■ Task statement ■
Copy each of the items below line for line, with no changes, and leave the pictures out of your copy.

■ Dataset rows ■
--- --- ---

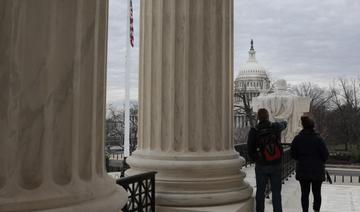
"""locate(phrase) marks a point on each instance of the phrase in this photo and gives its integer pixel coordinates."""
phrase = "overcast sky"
(299, 41)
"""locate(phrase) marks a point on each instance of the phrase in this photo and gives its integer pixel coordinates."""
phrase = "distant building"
(251, 81)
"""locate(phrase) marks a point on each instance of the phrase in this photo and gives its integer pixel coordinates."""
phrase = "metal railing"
(288, 164)
(141, 191)
(344, 175)
(243, 151)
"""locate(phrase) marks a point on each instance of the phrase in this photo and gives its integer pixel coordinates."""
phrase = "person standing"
(311, 153)
(264, 147)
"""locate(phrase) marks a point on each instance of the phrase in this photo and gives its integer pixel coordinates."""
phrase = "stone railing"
(141, 191)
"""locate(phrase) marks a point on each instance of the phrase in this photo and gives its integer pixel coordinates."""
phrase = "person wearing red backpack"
(264, 147)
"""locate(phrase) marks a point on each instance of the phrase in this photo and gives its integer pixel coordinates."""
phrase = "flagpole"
(127, 89)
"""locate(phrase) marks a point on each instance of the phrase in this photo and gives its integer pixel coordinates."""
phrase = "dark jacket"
(253, 148)
(311, 153)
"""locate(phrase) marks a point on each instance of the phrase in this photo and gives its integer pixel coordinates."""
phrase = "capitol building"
(250, 82)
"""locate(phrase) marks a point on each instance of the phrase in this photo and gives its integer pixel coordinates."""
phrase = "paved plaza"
(335, 198)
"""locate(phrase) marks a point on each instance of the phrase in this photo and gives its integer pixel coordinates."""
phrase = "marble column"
(186, 106)
(52, 82)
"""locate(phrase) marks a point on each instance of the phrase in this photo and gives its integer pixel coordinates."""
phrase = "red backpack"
(269, 144)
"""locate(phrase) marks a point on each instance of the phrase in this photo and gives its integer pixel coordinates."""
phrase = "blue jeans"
(263, 175)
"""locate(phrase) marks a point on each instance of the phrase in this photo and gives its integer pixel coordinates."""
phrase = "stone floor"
(335, 198)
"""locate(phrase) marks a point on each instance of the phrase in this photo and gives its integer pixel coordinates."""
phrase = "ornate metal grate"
(141, 190)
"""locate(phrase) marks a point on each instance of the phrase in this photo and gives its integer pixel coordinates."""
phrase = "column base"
(196, 180)
(112, 203)
(94, 196)
(246, 206)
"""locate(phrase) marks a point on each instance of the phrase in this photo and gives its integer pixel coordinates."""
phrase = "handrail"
(141, 190)
(343, 172)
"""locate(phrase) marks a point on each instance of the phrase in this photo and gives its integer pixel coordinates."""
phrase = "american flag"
(131, 25)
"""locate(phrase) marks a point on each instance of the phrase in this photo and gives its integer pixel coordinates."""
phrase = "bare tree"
(346, 108)
(319, 103)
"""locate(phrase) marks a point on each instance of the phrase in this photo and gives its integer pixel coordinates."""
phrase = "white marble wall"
(52, 82)
(185, 111)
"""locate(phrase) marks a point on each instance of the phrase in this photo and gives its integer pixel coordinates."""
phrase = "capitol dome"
(252, 75)
(252, 68)
(251, 81)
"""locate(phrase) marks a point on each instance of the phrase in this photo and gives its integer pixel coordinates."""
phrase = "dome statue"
(283, 105)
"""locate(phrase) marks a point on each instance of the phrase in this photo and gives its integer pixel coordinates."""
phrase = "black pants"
(305, 191)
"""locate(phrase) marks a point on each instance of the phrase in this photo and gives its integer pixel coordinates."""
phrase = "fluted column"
(52, 82)
(186, 106)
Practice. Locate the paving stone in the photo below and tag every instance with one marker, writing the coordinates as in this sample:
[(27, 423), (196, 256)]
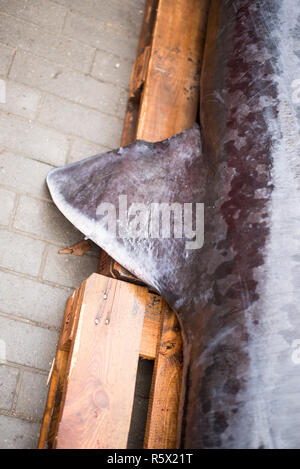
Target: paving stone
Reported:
[(82, 149), (33, 394), (123, 104), (28, 345), (21, 100), (69, 270), (34, 300), (23, 174), (8, 383), (118, 14), (85, 123), (17, 33), (65, 83), (32, 139), (44, 220), (18, 434), (113, 69), (41, 12), (6, 54), (20, 253), (7, 202), (99, 35)]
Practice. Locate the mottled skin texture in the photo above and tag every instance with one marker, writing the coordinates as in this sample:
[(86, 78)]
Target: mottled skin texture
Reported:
[(238, 297)]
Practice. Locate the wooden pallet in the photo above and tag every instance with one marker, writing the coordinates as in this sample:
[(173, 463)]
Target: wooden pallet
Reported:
[(110, 322)]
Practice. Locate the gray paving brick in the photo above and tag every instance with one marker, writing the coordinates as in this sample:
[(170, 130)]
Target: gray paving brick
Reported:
[(20, 253), (35, 301), (23, 174), (18, 434), (41, 12), (77, 120), (123, 104), (33, 395), (28, 345), (17, 33), (7, 202), (8, 383), (113, 69), (44, 220), (65, 83), (32, 139), (81, 149), (6, 54), (119, 14), (99, 35), (21, 100), (69, 270)]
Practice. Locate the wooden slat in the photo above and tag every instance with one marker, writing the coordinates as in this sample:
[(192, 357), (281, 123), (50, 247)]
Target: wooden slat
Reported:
[(139, 73), (102, 371), (57, 382), (151, 327), (171, 92), (161, 430)]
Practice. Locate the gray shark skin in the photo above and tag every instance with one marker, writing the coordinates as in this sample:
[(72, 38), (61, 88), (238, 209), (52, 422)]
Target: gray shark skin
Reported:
[(238, 296)]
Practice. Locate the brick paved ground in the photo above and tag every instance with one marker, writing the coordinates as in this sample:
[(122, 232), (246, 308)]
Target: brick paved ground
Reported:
[(66, 65)]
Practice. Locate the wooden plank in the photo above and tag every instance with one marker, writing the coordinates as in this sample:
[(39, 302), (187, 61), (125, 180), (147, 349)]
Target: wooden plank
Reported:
[(171, 92), (102, 371), (139, 73), (151, 327), (162, 421)]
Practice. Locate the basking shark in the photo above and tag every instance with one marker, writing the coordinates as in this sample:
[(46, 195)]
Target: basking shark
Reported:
[(237, 291)]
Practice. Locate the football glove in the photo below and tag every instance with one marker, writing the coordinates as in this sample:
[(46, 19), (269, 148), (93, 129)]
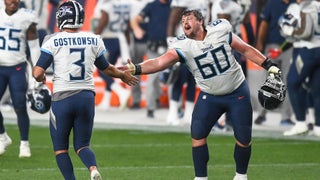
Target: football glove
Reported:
[(288, 24), (135, 69), (271, 67)]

--- --- ---

■ Full answer ■
"""locate(phrase) marks a point on each instance of the phrase in this photo and gives its integer pixel coordinates."""
phrase = "overcast sky"
(299, 41)
"""locate(phrase) marks a point on each instance of the phrase in this photo and gives its integer pixel coordinates."""
phrase = "distant building"
(251, 81)
"""locate(phrase) marks a point on each instance of the phrase in this photo and gives its integer pixel coordinates."""
phrase = "metal railing"
(288, 164)
(141, 191)
(344, 175)
(243, 151)
"""locate(phrase) marks a point on each instance of the phrase in this photo and gives its integer pixel coordinates."""
phrase = "person standing"
(311, 153)
(264, 147)
"""locate(phrase) marks a point on each instance of the phrase in this photo and gives its integer pixel coordinates."""
phrase = "stone railing"
(141, 191)
"""locate(phrase) marks a point on each instance of the phrase in this photo and gives its integer pixel coordinates."""
phrase = "person wearing red backpack"
(264, 147)
"""locate(phrase) marks a point on each instance of the phrase in this photo and gives its integer pixel coordinates."""
phrase = "flagpole"
(127, 89)
"""locate(phrase) marks a point on each instance of the phrase in this photo and gives its integer pixel coordinates."""
phrase = "dark jacket"
(253, 148)
(311, 153)
"""locate(phrase) marks a point on each instance of the phrase in this photo and gives its integer pixel coordinates."""
phrase = "capitol building"
(250, 82)
"""locate(phrase) marks a point on each instance of the phrase in this photo and gives its integer pixel coordinates."""
phrase = "paved plaza"
(335, 198)
"""locate(phrase) marks a point on each instance of the phrase in this photo and gives its integer pixel coordinates."""
phrase = "marble column"
(186, 106)
(52, 82)
"""locate(phrase) marks a point on each instance of the phrase in this photo and gives its integer pixel coordinates."""
phrase = "red backpack"
(269, 144)
"""locate(phrase) marks a point on each instance of the phrase in this photo and gives its integer pixel coordinates."""
phrase = "blue jeans"
(263, 175)
"""locate(phrase) marks a point on each instance of the phrase in this photo and gives its integer pixel coordinates."""
phrase = "stone floor"
(335, 198)
"""locate(phrase) marks a point on each instance of the phrase in this photo and gives its integer pixel coordinates."""
phrase = "ornate metal grate"
(141, 190)
"""locate(phrase) marks a point on each instance of the phrase in this photo and gives its integer pixel coordinates."""
phrase = "column base"
(196, 180)
(112, 203)
(94, 196)
(246, 206)
"""locate(phrase) marks a point on each instance of the phrase in this photo and gives its integer pixel coordinates."""
phrase = "handrail"
(141, 190)
(343, 172)
"""locate(phrase) marks a point on each instance of the phrase in this photo and gives its integer pixel coordinates."""
phrase = "american flag"
(131, 25)
"""locate(phrase) marks a point on each instance of the phrase in this photo and gives its integer pixel coordinates."""
phrase = "bare tree"
(346, 108)
(319, 103)
"""locate(phrase) marks a point on each instance of the phrase in this photo and gives its integer pixel coordinates."""
phrase = "white marble wall"
(52, 82)
(185, 111)
"""locate(phrase) marks a point on each instance of the phrase in this photo and gives its integer pixel coordinates."""
phrase = "capitol dome"
(252, 75)
(252, 68)
(251, 81)
"""locate(phrase) marks a point on each instance of the phrase in this photo and gives its integer pixel coordinates."""
phrase = "dome statue"
(283, 105)
"""locate(phrase) marks a point on each instance of the phrase in this photo and gives its integer pixel coordinates."""
phrase = "black pants"
(305, 191)
"""locate(phrase) marks a point on each instance of the phrase in this photo and gives its integer pixel coordinates."""
phrase = "fluted column"
(52, 82)
(186, 106)
Practice. Locate the paving stone in the photo below and tag every instance with one marker, writing the coordinates as in this sample:
[(27, 423), (196, 256)]
Target: paving stone
Reported:
[(82, 149), (33, 394), (123, 104), (28, 345), (21, 100), (69, 270), (34, 300), (23, 174), (8, 383), (118, 14), (85, 123), (17, 33), (65, 83), (32, 139), (44, 220), (18, 434), (113, 69), (41, 12), (6, 54), (20, 253), (7, 202), (99, 35)]
Practice. Locate the mottled skin texture in the photo above and tag every instance with one marker, writing the coordinates as in this sample:
[(86, 78)]
Target: mottled skin texture
Reported:
[(238, 297)]
Practice. Locate the wooden pallet in the photo above and tag every instance with one marker, writing the coordinates as in this sample:
[(173, 463)]
Target: wooden pallet
Reported:
[(110, 322)]
Practice. Locate the gray paving brick in the photo above and tag every instance with one marker, writing the coordinates as in this sample:
[(170, 130)]
Target: gray paving brick
Reported:
[(20, 253), (35, 301), (23, 174), (18, 434), (41, 12), (77, 120), (123, 104), (33, 395), (28, 345), (17, 33), (7, 202), (8, 383), (113, 69), (44, 220), (65, 83), (32, 139), (81, 149), (6, 54), (119, 14), (99, 35), (21, 100), (69, 270)]
Practice. Locate the wooden slat in the photo above and tag every instance with one marker, writing the coordinates as in this sample:
[(192, 357), (281, 123), (50, 247)]
Target: wooden slat
Reported:
[(139, 73), (102, 371), (57, 382), (151, 327), (171, 92), (161, 430)]
Practice. Locate the gray shark skin in the photo above and tag every instance with one marker, writing the coordinates as in this sample:
[(72, 38), (61, 88), (238, 209), (52, 422)]
Target: gray shark skin
Reported:
[(238, 296)]
Practice. Locate the brick paved ground in the photo above and tag every instance with one marker, writing the coordinates as in this sample:
[(122, 232), (246, 308)]
Target: brick paved ground
Reported:
[(66, 65)]
Practice. Locate the wooden plank in the photo above and tag every instance with one marker, writing the coordinates as in this sample:
[(39, 302), (187, 61), (125, 180), (147, 349)]
Target: wooden plank
Reported:
[(171, 92), (102, 371), (139, 73), (151, 327), (162, 421)]
Practice. Locate the basking shark in the photo above and tag every instance with one marker, writing the coordinates as in this sample:
[(46, 195)]
Target: basking shark
Reported:
[(237, 291)]
Practice. Locate the football glove in the photo below and tag every instance with one marker, writing the coordinates as in this sample:
[(46, 19), (269, 148), (93, 129)]
Target: football glove
Reported:
[(288, 24), (135, 69), (271, 67)]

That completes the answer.